- SOURCE TEXT:
ASE has a lot of deprecated keywords, such as "temperature" or "pressure" which should be written as "temperature_K" or "pressure_au". Except... for some MD classes where they are perfectly fine 👌. Anyway, what I do here is: I change everything to what is normally expected, In Quacc if the user input "temperature" or "temperature_K" they will both work in Kelvin (A message will be printed in the first case). Feel free to change this behaviour if you want.
-
Momenta (results in general) has to be carried from job to job, this is a hard requirement, without this, flows do not make sense for MD jobs. For now, when setting a new calculator in the next job previous results will be erased.
-
fixcm and fixrot have been changed to fix_com and fix_rot, which I prefer as well, but fixcm and fixrot from ASE are still a thing in some ASE MD classes and might confuse people.
Note to self: there are some interesting ideas in https://github.com/materialsproject/atomate2/pull/722/files#diff-ae55fbbe68bef6a3e4bd052ea86c473adb44a91b440d2abb63a89ff1be198fe7 by Materials Project colleagues.
Note to self: there are some interesting ideas in https://github.com/materialsproject/atomate2/pull/722/files#diff-ae55fbbe68bef6a3e4bd052ea86c473adb44a91b440d2abb63a89ff1be198fe7 by Materials Project colleagues.
FYI: I didn't give up on this PR, I have some other things to finish first. Also, in the meantime I want to think about what would be the best way to proceed with this
All good! I also have this on the backburner to think about some more.
Some progress! I think I would like to take advantage of this merge request to fix a few things on ASE's side. Currently there are multiple problems:
- Some Molecular Dynamics classes simply can't restart correctly (NPT)
- During a restart, one configuration will always be calculated twice.
- No units convention.
This makes ASE simulations not (or hardly) reproducible, which is a big deal, in my opinion. Something that would greatly increase the reproducibility of ASE simulation's, and fix the problems above is to allow a verbose mode, where the state of each object involved is written to the disk in a json format (Calculator, Profile, Template, Dynamics) if applicable.
This json format would allow to instantly recreate the objects as well. What do you think?

Stored items from a collection:
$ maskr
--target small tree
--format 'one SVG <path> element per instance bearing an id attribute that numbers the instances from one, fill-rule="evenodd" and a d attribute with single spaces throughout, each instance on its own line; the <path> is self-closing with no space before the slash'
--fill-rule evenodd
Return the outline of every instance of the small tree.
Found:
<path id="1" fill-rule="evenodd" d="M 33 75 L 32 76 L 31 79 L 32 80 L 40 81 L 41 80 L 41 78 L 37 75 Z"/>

- DIRECTIVE A: Extract the passage of the ASE discussion from "FYI: I didn't" up to and including "No units convention.".
- DIRECTIVE B: Copy the records verbatim from their first line up to and including the line with "--fill-rule evenodd".
The ASE discussion and the records have no connection to each other.

- TASK OUTPUT A:
FYI: I didn't give up on this PR, I have some other things to finish first. Also, in the meantime I want to think about what would be the best way to proceed with this
All good! I also have this on the backburner to think about some more.
Some progress! I think I would like to take advantage of this merge request to fix a few things on ASE's side. Currently there are multiple problems:
- Some Molecular Dynamics classes simply can't restart correctly (NPT)
- During a restart, one configuration will always be calculated twice.
- No units convention.

- TASK OUTPUT B:
$ maskr
--target small tree
--format 'one SVG <path> element per instance bearing an id attribute that numbers the instances from one, fill-rule="evenodd" and a d attribute with single spaces throughout, each instance on its own line; the <path> is self-closing with no space before the slash'
--fill-rule evenodd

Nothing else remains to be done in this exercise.